**EXCERPT TO READ**
>>

Kate Mead, Senior Vice President – Carrier Management & Head of Property & Casualty Broking (Canada), Willis Towers Watson
One of the major lessons from 2021 is that data-driven risk management is the new normal. While we appreciate the qualitative considerations in underwriting, we need to drive a more sophisticated and quantitative underwriting process.
The industry needs to improve upon predictive modelling capabilities in light of global challenges, such as climate change and natural catastrophic events. We have to build adaptable models to deal with a range of emerging risks and prepare for the next Black Swan. In the last 18 months, the industry has had to deal with the pandemic, supply chain management challenges, inflation and heightened concern over cyber threats.
In response, the industry pushed the boundaries of insurance policies to evolve and morph reactively to changing risk profiles. But there are gaps and unintended coverage consequences that did not exist 10-plus years ago when we were evaluating risk through a different lens.
We need to re-evaluate how policies – such as professional liability, cyber, executive risk, property/bodily injury and general liability – overlap.

<<

**SOURCE DATA**
>>

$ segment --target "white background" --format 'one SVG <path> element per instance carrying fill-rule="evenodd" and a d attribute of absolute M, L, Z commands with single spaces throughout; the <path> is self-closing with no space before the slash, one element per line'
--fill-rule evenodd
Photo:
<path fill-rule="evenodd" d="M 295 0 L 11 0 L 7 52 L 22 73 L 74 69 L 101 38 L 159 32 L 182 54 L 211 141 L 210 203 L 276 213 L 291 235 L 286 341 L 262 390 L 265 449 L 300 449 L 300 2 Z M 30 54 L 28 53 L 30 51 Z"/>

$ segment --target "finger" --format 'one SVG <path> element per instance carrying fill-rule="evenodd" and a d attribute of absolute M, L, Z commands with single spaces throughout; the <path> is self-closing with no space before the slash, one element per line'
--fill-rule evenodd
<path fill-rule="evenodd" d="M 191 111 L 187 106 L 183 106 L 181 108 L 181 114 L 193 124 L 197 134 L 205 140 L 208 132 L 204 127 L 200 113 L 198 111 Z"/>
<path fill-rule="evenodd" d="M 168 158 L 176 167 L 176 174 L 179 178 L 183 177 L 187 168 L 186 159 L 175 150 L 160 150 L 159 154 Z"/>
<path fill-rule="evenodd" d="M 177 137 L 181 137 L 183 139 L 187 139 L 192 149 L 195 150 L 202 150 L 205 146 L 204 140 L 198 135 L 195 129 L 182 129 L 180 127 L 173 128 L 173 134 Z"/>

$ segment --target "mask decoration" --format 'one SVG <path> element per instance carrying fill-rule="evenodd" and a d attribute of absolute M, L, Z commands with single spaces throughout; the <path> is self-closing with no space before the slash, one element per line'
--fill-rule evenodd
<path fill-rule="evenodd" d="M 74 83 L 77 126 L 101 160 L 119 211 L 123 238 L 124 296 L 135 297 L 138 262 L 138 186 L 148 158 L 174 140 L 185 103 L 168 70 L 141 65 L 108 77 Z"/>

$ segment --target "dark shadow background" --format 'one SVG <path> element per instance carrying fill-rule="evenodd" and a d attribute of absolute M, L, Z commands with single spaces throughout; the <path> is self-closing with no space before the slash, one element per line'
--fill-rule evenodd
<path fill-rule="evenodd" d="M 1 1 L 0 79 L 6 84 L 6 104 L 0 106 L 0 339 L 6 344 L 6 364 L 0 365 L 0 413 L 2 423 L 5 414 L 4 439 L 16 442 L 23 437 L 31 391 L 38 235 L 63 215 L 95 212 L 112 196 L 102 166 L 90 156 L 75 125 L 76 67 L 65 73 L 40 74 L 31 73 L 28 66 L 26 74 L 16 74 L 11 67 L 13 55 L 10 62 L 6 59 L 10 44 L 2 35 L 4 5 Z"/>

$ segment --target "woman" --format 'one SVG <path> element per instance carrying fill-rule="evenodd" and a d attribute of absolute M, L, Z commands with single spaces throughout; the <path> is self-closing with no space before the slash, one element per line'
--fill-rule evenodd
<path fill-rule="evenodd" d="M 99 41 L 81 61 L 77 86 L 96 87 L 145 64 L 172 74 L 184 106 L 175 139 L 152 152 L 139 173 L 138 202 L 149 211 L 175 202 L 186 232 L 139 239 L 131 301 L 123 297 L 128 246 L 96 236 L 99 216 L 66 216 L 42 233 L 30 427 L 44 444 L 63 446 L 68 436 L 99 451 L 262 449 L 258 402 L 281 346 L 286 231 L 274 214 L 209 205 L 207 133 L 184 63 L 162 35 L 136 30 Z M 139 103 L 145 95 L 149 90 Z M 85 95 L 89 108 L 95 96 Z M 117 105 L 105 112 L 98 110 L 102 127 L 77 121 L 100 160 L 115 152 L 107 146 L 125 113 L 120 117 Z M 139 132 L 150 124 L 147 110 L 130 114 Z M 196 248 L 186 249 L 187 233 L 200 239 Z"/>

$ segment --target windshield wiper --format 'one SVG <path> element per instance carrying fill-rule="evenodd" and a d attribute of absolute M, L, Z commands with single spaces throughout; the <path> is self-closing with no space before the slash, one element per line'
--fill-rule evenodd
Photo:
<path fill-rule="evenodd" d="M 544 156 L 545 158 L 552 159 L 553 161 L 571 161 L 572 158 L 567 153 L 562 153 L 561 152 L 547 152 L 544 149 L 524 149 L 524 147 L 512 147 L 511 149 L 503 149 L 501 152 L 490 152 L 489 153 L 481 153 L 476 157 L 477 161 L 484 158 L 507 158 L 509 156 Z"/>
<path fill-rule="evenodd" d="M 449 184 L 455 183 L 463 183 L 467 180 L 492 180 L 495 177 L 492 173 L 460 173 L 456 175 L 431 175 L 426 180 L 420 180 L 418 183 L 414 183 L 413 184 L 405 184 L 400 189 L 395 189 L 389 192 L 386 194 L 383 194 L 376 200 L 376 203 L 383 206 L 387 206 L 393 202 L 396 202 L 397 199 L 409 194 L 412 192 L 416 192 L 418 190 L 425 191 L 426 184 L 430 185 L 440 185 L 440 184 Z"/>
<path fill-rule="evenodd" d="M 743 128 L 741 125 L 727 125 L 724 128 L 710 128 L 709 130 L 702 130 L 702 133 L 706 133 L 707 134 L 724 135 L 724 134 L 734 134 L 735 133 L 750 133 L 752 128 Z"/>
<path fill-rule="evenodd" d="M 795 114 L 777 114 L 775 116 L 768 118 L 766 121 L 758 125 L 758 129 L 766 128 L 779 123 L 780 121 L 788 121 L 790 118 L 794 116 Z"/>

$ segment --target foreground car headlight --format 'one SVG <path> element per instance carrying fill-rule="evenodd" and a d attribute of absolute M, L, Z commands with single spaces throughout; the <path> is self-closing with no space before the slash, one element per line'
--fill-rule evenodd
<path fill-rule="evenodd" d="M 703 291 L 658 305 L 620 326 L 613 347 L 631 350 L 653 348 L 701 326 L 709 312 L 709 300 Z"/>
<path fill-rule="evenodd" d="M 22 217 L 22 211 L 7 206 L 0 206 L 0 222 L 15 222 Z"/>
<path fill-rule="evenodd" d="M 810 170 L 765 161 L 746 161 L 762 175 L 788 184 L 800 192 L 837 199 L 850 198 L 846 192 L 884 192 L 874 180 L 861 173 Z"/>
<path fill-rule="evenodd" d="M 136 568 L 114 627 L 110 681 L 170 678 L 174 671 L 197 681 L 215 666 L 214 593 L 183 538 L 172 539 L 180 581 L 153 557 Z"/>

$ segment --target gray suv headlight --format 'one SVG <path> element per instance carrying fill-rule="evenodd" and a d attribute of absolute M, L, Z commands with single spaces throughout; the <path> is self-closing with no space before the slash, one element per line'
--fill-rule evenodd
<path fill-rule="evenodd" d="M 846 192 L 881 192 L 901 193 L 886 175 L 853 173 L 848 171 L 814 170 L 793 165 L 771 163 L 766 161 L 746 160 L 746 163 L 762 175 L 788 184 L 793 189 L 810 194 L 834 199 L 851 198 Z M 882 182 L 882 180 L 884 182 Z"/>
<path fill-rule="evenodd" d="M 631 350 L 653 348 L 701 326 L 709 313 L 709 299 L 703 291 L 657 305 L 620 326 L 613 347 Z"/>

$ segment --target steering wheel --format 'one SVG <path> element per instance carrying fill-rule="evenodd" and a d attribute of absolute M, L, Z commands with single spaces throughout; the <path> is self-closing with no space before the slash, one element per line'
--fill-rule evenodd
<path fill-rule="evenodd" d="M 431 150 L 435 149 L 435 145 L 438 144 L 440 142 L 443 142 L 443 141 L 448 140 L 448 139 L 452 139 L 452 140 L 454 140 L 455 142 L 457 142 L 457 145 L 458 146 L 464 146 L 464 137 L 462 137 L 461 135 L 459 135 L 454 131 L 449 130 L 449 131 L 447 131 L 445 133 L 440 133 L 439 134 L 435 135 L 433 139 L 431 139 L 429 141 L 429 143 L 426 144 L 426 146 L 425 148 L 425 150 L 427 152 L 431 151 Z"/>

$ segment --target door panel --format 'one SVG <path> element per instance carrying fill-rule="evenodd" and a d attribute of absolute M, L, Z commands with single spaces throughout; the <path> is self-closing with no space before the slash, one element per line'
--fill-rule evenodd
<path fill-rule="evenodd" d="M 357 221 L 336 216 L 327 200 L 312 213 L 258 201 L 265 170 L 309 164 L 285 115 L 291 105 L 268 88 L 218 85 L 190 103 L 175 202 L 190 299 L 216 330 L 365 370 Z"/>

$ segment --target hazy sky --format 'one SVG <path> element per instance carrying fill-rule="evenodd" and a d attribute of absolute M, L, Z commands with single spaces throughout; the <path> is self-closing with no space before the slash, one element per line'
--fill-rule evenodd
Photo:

<<

**WHAT IS REQUIRED**
Carry on the commentary on data-driven insurance underwriting from the point where it stops.

**RESULT OF THIS EXERCISE**
And once we’ve reached the outer limits of where conventional insurance can go, we have to acknowledge that not everything is insurable. We may not be able to buy enough capacity for certain risks, or any capacity in some cases.
We must find a way to utilize insurance along with other risk-management remedies and alternative risk transfer and financing schemes. There will also be greater pressure on clients to introduce new physical risk-mitigation controls and embed more sophisticated security controls into their operations, certainly as it relates to cyber liability. The insurance industry simply won’t be able to build a sustainable book otherwise.
With respect to the environment, we are dealing with a number of carriers who have taken a conservative stance on where they are going to invest (or not invest) their capacity in the fossil fuel space. I suspect we may see even stronger positions by carriers in those spaces in 2022.